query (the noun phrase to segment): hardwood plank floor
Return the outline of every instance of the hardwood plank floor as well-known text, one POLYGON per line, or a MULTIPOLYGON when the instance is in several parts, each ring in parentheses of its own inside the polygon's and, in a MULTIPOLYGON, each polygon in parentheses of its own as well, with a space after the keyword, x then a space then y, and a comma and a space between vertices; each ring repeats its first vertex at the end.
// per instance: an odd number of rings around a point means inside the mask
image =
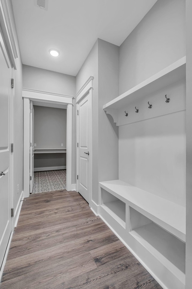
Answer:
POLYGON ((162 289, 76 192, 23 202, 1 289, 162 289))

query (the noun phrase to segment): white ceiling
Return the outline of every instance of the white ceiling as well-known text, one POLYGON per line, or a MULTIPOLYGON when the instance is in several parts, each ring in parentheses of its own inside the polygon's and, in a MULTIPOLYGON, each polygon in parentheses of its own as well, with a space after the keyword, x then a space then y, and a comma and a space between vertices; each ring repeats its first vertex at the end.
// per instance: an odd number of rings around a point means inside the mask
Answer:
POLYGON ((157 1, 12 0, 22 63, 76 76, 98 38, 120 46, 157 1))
==
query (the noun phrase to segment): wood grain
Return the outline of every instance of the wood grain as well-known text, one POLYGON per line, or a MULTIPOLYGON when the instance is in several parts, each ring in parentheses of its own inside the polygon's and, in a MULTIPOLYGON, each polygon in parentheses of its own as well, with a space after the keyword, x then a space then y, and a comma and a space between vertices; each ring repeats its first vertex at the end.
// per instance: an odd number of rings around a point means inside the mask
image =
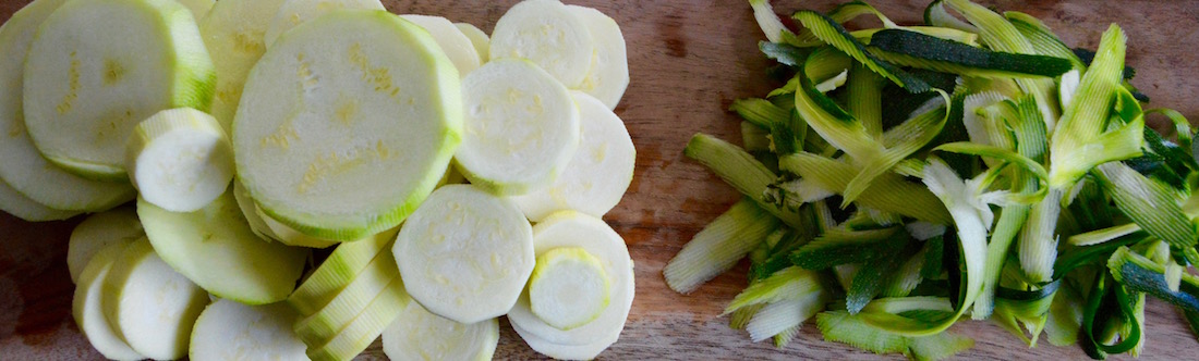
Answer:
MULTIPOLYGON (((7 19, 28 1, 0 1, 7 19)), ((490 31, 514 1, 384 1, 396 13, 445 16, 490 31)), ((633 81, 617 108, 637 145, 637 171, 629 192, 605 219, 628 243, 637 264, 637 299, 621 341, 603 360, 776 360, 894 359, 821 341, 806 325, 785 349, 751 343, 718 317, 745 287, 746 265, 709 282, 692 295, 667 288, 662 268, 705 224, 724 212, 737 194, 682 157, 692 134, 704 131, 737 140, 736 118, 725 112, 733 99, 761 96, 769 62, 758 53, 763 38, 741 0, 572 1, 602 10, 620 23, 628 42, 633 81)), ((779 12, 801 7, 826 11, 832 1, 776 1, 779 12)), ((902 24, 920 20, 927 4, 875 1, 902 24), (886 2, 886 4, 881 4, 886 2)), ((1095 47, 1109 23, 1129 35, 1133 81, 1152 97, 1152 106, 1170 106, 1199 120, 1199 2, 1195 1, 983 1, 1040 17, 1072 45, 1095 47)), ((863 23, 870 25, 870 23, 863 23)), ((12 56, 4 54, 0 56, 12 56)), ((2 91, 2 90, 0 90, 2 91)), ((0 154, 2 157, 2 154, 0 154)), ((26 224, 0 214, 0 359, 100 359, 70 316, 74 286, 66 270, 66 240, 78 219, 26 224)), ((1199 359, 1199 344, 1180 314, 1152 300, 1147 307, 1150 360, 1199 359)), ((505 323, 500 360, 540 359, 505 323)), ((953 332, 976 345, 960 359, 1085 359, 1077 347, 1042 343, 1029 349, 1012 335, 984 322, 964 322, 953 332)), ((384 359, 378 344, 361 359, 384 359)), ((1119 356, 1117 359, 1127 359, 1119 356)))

▸ Direction: Copy the records from the line with "query (the noun phrase to segment): wood" up to and including the line with "MULTIPOLYGON (((7 19, 28", keeping every character the same. Leave the pictures out of your copy.

▸ Reply to the task:
query (the noun phrase to segment): wood grain
Return the outline of every instance of the wood grain as well-known text, one POLYGON per line, or a MULTIPOLYGON when the instance is in several parts, each ring in parentheses of its own inside the polygon's and, in a MULTIPOLYGON, each polygon in parentheses of its own as well, with a space after the keyword, x then a space then y, and a comma and a space between vertices; each ring repeats its first vertex at the end.
// per instance: an odd number of rings around a point means inside the mask
image =
Answer:
MULTIPOLYGON (((7 19, 28 1, 0 1, 7 19)), ((490 31, 514 1, 384 1, 396 13, 445 16, 490 31)), ((633 81, 617 108, 637 145, 637 171, 629 192, 605 219, 628 243, 637 264, 637 299, 621 341, 603 360, 776 360, 894 359, 821 341, 806 325, 785 349, 751 343, 718 317, 745 287, 746 265, 709 282, 692 295, 667 288, 662 268, 705 224, 724 212, 737 194, 682 157, 692 134, 704 131, 737 140, 736 118, 725 112, 733 99, 761 96, 769 62, 758 53, 763 38, 741 0, 572 1, 602 10, 620 23, 628 42, 633 81)), ((779 12, 801 7, 826 11, 832 1, 776 1, 779 12)), ((902 24, 920 20, 927 4, 875 1, 902 24), (886 2, 886 4, 881 4, 886 2)), ((1095 47, 1109 23, 1129 35, 1133 81, 1152 97, 1152 106, 1170 106, 1199 120, 1199 2, 1195 1, 983 1, 1040 17, 1072 45, 1095 47)), ((863 23, 870 25, 870 23, 863 23)), ((12 56, 4 54, 0 56, 12 56)), ((2 91, 2 90, 0 90, 2 91)), ((0 154, 2 157, 2 154, 0 154)), ((26 224, 0 214, 0 359, 100 359, 70 316, 74 286, 66 270, 66 240, 78 219, 26 224)), ((1199 359, 1199 344, 1180 314, 1152 300, 1147 307, 1150 360, 1199 359)), ((505 323, 500 360, 540 359, 505 323)), ((953 332, 976 345, 960 359, 1085 359, 1077 347, 1042 343, 1029 349, 1012 335, 984 322, 964 322, 953 332)), ((384 359, 378 344, 361 359, 384 359)), ((1119 356, 1117 359, 1127 359, 1119 356)))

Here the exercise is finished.